■ THE REQUEST: Find every line in the entries below that contains the word "mountain" and copy each of those lines.

■ INPUT DATA:
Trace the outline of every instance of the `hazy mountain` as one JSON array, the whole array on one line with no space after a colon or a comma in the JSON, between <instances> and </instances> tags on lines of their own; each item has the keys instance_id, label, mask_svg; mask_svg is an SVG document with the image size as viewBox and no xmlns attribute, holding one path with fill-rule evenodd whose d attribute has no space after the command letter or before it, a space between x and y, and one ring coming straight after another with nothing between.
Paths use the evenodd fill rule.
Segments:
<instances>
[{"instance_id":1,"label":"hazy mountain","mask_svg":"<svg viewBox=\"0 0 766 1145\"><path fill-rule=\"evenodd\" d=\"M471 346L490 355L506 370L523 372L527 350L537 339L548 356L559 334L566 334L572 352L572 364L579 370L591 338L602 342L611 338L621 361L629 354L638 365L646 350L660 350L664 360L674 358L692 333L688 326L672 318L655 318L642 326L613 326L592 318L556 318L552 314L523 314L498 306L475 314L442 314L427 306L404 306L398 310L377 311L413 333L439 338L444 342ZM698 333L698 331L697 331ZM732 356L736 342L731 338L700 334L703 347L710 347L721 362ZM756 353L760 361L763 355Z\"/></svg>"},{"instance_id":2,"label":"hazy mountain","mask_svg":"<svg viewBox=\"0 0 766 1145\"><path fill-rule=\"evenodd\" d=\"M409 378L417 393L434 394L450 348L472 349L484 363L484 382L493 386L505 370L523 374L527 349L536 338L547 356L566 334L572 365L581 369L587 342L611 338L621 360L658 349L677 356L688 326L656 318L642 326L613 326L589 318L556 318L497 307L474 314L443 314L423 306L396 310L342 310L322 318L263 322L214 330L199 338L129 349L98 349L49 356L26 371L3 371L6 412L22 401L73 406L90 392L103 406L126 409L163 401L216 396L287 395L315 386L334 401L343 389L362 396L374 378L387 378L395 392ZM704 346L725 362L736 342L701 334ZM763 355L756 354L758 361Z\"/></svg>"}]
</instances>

==

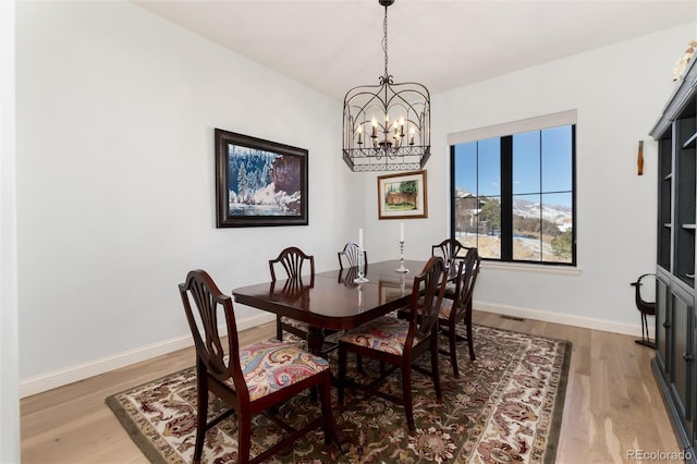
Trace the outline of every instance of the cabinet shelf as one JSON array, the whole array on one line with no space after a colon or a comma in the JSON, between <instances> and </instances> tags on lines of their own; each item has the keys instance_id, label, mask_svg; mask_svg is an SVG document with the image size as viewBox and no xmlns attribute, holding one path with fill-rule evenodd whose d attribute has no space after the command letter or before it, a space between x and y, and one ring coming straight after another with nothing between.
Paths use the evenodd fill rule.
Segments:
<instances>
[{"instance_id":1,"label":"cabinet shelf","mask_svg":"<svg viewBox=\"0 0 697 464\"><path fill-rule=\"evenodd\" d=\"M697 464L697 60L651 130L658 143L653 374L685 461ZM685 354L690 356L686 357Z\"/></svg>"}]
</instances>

■ ANSWER TO THIS EXERCISE:
Trace the outline of every instance of the `hazy mountain` as one JSON array, the whole array on one line with no space after a colon or a comma in the JSON, between <instances> and </instances> tags on lines of their own; each item has the keys instance_id, label, mask_svg; mask_svg is an SVG document with the image size as viewBox and no xmlns attribute, holding one path with fill-rule evenodd whose d attribute has no space after the command letter or before it, a space between x and y, and one ring coming straight after another with nothing between.
[{"instance_id":1,"label":"hazy mountain","mask_svg":"<svg viewBox=\"0 0 766 1145\"><path fill-rule=\"evenodd\" d=\"M471 346L490 355L506 370L523 372L527 350L537 339L548 356L559 334L566 334L572 352L572 364L579 370L591 338L602 342L611 338L621 361L629 354L638 365L646 350L660 350L664 360L674 358L692 333L688 326L672 318L655 318L642 326L613 326L592 318L556 318L552 314L523 314L498 306L475 314L442 314L427 306L404 306L398 310L377 311L413 333L439 338L444 342ZM698 333L698 331L697 331ZM732 356L736 342L731 338L700 334L703 347L710 347L721 362ZM756 353L760 361L763 355Z\"/></svg>"},{"instance_id":2,"label":"hazy mountain","mask_svg":"<svg viewBox=\"0 0 766 1145\"><path fill-rule=\"evenodd\" d=\"M409 378L417 393L434 394L450 348L472 349L484 363L484 382L493 386L505 370L523 374L527 349L536 338L547 356L566 334L572 365L581 369L587 342L611 338L621 360L658 349L677 356L688 326L656 318L642 326L613 326L589 318L556 318L497 307L474 314L443 314L423 306L396 310L342 310L322 318L263 322L214 330L199 338L129 349L98 349L49 356L26 371L3 371L6 412L22 401L73 406L90 392L103 406L126 409L163 401L216 396L287 395L315 386L334 401L343 389L362 396L374 378L387 378L395 392ZM704 346L725 362L736 342L701 334ZM763 355L756 354L758 361Z\"/></svg>"}]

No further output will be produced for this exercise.